→ Stated exercise 1:
Using the unit overview, answer each question below on its own line:
(a) What will learners use to see how characters reveal their values through their actions?
(b) What three things does the overview say learners can give to improve the quality of life in their communities?
(c) Which two kinds of organizations does one objective ask the learner to compare and contrast, apart from political parties and interest groups?

→ Selection:
This unit will review the ways citizens can become active participants in their communities, through or outside of the political process. Learners will also experience philanthropy by bringing life to the concept that volunteerism is not a chore but a civic responsibility. They will use fables to see how characters reveal their values through their actions and will analyze what a lifetime of giving can mean to a community and a family tradition of philanthropy. Learners will use economic reasoning to make sound choices in allocating their scarce resources for community service and prepare a personal plan for volunteering.

Unit Purpose:

Learners will understand that the giving of their time, talent and treasure will improve the quality of life in their communities. Their active participation in community life makes their community and government stronger. This unit will stimulate, develop, educate for and encourage youth volunteerism at home, in school and in the community.

Unit Objectives:

The learner will:

  • compare and contrast the work of political parties and interest groups.
  • describe how citizens can become active participants in their community, working to improve the common good.
  • use the vocabulary of philanthropy when giving examples of experienced philanthropic acts.
  • identify needs and service opportunities in the community.
  • describe how philanthropy is exhibited by the characters in a fable.
  • recognize family and personal traditions of giving.
  • analyze the implications for a community of a lifespan of philanthropic giving.
  • describe how scarcity forces consumers and producers to make choices for allocating their resources.
  • give examples of opportunity costs and tradeoffs that accompany decision-making on the use of scarce resources.
  • evaluate the impact of philanthropic service on the common good of the community.
  • give examples of types of business organizations, including for profit and not for profit.
  • identify functions of the agriculture-related nonprofit sector and analyze the impact of non-profits on the community.
  • compare and contrast foundations and cooperatives.
  • design a plan of action to become a volunteer.

→ Data:

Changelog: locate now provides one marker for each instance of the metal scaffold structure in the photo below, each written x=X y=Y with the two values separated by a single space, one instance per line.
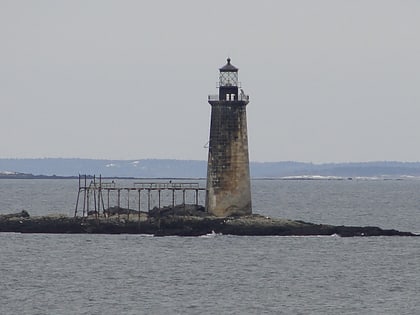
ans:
x=98 y=197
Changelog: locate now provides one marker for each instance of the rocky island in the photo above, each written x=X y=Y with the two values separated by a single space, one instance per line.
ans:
x=192 y=221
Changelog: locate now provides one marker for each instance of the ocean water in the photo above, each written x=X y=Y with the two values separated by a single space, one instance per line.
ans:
x=220 y=274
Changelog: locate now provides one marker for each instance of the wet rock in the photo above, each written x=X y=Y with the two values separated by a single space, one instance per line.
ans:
x=190 y=221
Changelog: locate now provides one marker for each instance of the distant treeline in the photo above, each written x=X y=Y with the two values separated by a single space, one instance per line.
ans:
x=167 y=168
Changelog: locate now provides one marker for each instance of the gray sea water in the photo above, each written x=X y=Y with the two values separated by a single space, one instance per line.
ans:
x=220 y=274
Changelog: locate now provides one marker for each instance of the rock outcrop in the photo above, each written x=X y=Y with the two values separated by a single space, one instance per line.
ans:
x=190 y=222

→ Stated exercise 2: Reproduce the lines of the records from the line that contains "of the rocky" through the line that contains "x=190 y=221", including both of those lines.

→ Response 1:
(a) Fables.
(b) Their time, talent and treasure.
(c) Foundations and cooperatives.

→ Response 2:
Changelog: locate now provides one marker for each instance of the rocky island in the photo above, each written x=X y=Y with the two values separated by a single space, one instance per line.
ans:
x=192 y=221
Changelog: locate now provides one marker for each instance of the ocean water in the photo above, each written x=X y=Y with the two values separated by a single space, one instance per line.
ans:
x=220 y=274
Changelog: locate now provides one marker for each instance of the wet rock in the photo above, each written x=X y=Y with the two values separated by a single space, one instance per line.
ans:
x=190 y=221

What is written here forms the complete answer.